TEXT BLOCK »
►

After returning to Japan, Banzai was assigned to the Imperial Japanese Army Weapons Factory. In August 1934, he was promoted to colonel and served as the leader of the investigation squad of the Ministry of the Army. He was a member of the General Staff of both the Imperial Japanese Army and the Kwantung Army (Chief of the First Section). He was the commander of the 59th Infantry Company. In July 1938, he was promoted to the rank of major general. He continued to be an instructor and an officer at the IJAA, as well as being appointed commandant of the Army Infantry School. In November 1940, he was re-appointed to the Japanese embassy in Berlin. He left Tokyo in January of the following year and returned to Japan in January 1943. In March 1941, while he was in Germany, he was promoted to the rank of lieutenant general.

◄

RECORD EXTRACTS »
►

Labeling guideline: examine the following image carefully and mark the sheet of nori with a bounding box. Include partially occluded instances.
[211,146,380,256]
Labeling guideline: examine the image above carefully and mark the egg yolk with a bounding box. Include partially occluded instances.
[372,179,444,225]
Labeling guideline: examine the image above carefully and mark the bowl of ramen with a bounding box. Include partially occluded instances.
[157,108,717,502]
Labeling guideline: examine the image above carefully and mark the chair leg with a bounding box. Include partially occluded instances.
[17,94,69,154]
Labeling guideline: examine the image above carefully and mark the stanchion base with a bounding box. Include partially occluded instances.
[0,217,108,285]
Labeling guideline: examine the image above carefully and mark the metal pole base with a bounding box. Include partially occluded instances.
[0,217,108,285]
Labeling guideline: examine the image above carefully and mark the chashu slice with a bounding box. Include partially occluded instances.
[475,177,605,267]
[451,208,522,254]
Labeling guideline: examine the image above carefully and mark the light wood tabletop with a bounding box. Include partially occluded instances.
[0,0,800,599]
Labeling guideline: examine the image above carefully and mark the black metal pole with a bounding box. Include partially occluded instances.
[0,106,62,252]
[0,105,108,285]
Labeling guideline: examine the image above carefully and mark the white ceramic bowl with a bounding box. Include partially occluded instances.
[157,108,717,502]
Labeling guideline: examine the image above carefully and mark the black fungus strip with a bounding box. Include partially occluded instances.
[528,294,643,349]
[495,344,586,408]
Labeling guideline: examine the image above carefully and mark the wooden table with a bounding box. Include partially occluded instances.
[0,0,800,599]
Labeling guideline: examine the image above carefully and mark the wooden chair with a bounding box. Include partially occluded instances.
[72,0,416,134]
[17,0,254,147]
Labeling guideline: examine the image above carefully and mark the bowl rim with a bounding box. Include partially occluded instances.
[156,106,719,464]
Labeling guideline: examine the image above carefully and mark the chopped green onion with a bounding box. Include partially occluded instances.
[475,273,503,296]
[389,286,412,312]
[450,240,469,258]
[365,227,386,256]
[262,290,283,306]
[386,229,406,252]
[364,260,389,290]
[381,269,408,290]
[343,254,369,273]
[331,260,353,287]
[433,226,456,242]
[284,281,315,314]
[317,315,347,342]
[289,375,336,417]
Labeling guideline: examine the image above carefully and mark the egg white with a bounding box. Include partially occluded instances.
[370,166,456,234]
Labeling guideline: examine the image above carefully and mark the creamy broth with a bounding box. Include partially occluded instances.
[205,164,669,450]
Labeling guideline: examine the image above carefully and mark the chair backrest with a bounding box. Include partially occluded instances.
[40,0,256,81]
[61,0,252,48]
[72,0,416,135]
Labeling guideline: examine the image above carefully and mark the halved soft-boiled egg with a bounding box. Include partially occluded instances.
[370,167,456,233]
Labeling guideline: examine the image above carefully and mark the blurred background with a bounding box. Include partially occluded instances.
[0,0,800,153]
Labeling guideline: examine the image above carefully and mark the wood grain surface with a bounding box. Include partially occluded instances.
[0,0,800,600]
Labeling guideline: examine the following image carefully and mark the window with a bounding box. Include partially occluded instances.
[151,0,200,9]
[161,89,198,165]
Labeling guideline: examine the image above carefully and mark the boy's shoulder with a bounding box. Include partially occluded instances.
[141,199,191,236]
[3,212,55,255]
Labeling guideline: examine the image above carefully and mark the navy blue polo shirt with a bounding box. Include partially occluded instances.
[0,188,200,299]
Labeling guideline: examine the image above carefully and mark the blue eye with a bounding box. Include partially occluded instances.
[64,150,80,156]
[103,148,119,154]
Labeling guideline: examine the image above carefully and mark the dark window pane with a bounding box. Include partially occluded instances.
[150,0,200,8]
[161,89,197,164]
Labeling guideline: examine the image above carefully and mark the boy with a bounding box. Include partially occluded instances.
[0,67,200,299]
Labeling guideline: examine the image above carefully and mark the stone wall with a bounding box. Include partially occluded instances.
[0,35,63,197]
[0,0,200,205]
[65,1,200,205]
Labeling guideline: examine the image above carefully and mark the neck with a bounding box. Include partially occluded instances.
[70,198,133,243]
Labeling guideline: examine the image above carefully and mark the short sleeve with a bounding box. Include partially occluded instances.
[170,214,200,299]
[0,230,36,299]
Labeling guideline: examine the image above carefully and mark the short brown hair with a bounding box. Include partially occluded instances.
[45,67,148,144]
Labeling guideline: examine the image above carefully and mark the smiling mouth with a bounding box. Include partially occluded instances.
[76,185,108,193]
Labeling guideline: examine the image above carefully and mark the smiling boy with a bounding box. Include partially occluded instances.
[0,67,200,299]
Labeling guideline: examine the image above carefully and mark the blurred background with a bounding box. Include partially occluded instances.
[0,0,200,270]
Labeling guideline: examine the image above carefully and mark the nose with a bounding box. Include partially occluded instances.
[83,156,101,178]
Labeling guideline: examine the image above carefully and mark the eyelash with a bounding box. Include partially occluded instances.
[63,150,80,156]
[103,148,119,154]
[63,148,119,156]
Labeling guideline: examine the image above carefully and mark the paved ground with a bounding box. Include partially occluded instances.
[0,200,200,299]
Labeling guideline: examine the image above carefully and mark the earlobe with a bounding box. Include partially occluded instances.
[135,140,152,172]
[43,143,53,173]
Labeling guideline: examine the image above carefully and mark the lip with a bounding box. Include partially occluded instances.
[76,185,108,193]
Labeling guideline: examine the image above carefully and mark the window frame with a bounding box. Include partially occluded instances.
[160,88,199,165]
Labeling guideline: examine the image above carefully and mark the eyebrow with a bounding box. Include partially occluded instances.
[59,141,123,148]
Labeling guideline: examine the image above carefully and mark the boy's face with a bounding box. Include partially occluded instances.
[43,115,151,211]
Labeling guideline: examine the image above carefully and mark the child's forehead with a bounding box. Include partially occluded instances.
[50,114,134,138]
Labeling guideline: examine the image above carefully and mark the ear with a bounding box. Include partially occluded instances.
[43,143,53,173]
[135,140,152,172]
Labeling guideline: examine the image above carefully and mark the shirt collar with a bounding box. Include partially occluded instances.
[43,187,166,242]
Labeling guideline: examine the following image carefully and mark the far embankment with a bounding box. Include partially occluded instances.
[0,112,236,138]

◄
►

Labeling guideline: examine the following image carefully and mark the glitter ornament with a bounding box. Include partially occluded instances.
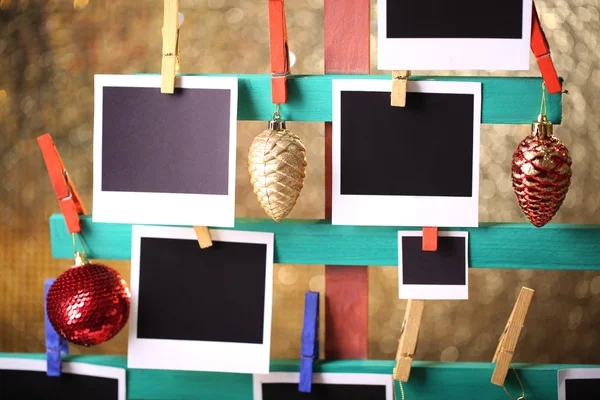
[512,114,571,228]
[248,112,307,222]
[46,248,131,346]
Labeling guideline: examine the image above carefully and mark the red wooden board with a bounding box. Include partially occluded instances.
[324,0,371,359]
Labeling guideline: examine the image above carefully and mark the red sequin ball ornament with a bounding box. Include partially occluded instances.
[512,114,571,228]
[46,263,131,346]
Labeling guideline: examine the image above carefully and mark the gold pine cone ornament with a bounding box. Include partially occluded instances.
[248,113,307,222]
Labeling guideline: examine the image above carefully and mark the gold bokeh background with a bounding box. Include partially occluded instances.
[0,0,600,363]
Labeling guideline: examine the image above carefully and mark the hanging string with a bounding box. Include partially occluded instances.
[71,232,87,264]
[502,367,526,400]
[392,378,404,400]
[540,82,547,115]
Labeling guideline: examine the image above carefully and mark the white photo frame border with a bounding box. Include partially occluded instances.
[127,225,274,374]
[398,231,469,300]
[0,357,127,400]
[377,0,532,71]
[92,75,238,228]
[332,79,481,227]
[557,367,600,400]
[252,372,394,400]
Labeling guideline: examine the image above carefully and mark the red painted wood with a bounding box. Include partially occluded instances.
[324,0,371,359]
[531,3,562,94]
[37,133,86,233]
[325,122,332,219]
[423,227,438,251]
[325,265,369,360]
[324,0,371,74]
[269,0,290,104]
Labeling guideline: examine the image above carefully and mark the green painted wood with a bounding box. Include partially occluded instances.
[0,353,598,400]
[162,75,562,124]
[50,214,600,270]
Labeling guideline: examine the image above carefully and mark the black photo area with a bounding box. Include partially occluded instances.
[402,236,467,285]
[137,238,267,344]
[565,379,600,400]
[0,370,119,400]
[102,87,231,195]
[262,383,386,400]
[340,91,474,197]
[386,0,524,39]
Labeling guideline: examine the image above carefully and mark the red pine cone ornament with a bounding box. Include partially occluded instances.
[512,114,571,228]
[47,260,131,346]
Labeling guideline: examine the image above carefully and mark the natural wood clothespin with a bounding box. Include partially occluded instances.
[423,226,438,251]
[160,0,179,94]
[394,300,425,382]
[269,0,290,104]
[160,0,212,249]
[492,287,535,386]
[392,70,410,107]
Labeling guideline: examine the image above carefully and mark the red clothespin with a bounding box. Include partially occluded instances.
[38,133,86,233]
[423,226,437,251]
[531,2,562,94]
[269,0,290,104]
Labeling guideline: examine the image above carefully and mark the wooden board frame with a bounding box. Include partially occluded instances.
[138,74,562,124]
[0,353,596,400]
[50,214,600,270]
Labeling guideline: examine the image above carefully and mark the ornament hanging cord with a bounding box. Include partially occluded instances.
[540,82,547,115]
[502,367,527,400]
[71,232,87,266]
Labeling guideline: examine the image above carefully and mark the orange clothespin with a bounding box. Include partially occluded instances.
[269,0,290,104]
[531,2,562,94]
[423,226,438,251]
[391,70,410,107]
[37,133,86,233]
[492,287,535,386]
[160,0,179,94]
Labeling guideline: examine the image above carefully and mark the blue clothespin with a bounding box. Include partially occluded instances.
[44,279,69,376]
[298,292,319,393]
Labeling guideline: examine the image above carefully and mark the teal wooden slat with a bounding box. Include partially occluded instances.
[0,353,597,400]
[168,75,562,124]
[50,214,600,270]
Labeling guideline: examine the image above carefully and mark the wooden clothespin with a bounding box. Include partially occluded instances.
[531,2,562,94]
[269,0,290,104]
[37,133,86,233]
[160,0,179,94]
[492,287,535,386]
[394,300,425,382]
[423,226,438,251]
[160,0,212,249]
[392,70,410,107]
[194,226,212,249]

◄

SET TASK » Rewrite the passage about Banzai's career between "After returning to" and "of lieutenant general.", inclusive, putting "Rome" in place of "Berlin". The rows have nothing to do with the passage about Banzai's career.

TASK ANSWER »
After returning to Japan, Banzai was assigned to the Imperial Japanese Army Weapons Factory. In August 1934, he was promoted to colonel and served as the leader of the investigation squad of the Ministry of the Army. He was a member of the General Staff of both the Imperial Japanese Army and the Kwantung Army (Chief of the First Section). He was the commander of the 59th Infantry Company. In July 1938, he was promoted to the rank of major general. He continued to be an instructor and an officer at the IJAA, as well as being appointed commandant of the Army Infantry School. In November 1940, he was re-appointed to the Japanese embassy in Rome. He left Tokyo in January of the following year and returned to Japan in January 1943. In March 1941, while he was in Germany, he was promoted to the rank of lieutenant general.